Work order >>
Find every line of the records that has "outline" and return it.

Collected data >>
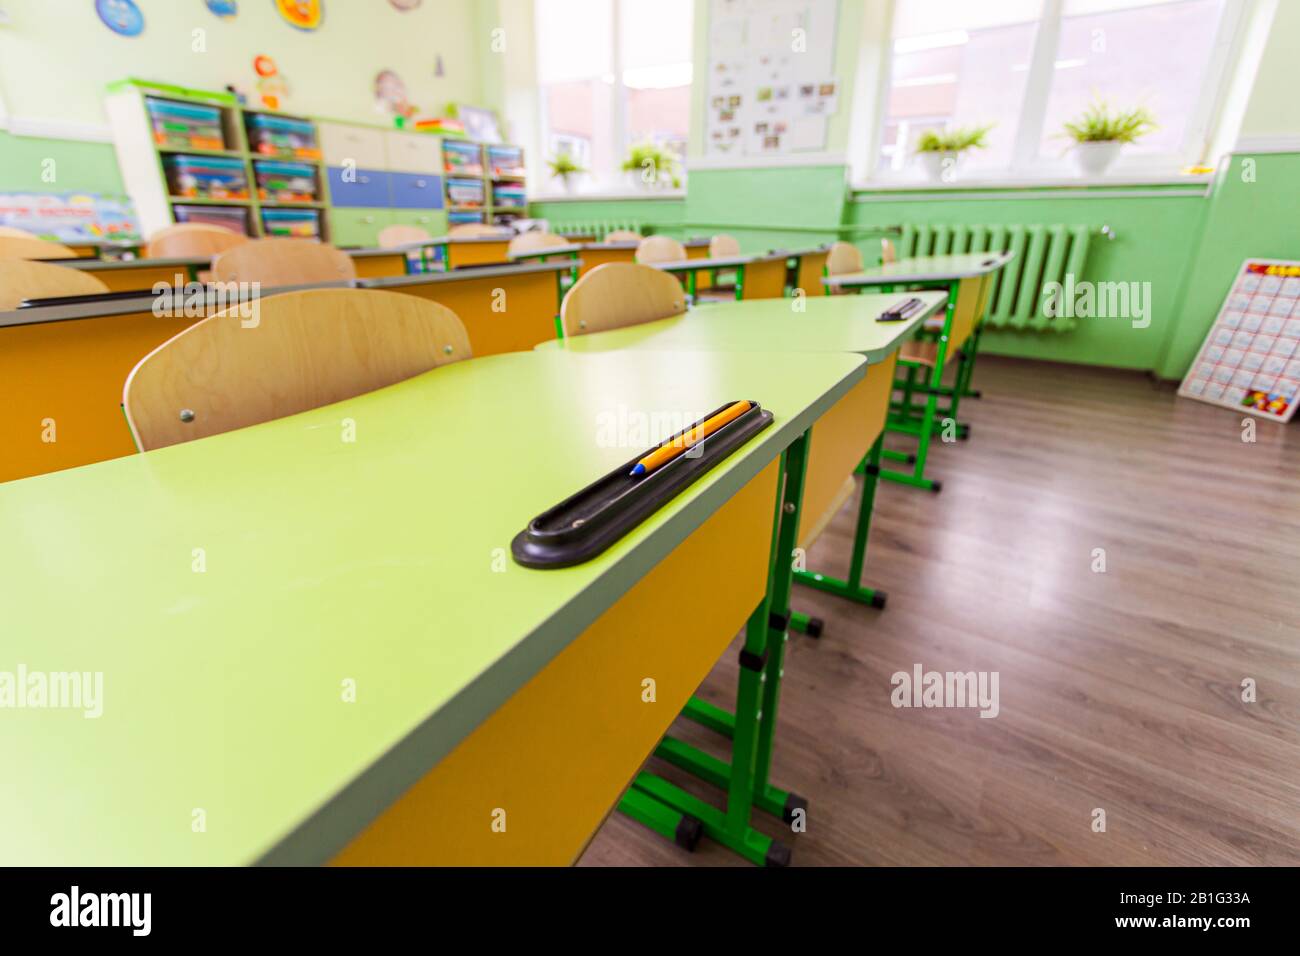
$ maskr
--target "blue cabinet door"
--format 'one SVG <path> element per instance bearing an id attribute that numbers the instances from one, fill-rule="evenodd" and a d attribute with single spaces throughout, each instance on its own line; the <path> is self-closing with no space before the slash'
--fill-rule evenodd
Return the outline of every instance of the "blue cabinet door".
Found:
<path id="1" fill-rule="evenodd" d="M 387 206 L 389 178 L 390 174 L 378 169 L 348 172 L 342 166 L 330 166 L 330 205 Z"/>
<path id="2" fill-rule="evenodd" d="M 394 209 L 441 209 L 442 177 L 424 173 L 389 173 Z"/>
* * *
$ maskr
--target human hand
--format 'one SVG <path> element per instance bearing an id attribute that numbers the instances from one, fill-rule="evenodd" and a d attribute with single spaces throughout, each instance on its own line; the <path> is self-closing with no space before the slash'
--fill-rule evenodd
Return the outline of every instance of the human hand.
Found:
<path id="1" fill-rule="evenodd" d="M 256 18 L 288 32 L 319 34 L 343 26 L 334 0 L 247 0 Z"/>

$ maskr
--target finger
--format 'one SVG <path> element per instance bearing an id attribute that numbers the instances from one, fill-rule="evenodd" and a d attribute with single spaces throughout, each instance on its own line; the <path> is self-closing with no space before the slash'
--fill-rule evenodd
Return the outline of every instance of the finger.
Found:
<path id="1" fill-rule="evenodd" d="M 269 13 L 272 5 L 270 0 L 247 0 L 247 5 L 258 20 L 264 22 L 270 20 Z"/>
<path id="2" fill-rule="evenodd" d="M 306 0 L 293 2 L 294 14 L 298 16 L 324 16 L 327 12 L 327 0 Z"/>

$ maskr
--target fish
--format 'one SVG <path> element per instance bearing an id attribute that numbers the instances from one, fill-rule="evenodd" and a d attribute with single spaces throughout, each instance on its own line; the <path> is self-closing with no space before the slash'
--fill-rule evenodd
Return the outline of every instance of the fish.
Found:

Written solution >>
Return the outline of every instance of the "blue cabinet door".
Return the outline of every instance of the human hand.
Return the outline of every instance of the finger.
Return the outline of every instance of the fish.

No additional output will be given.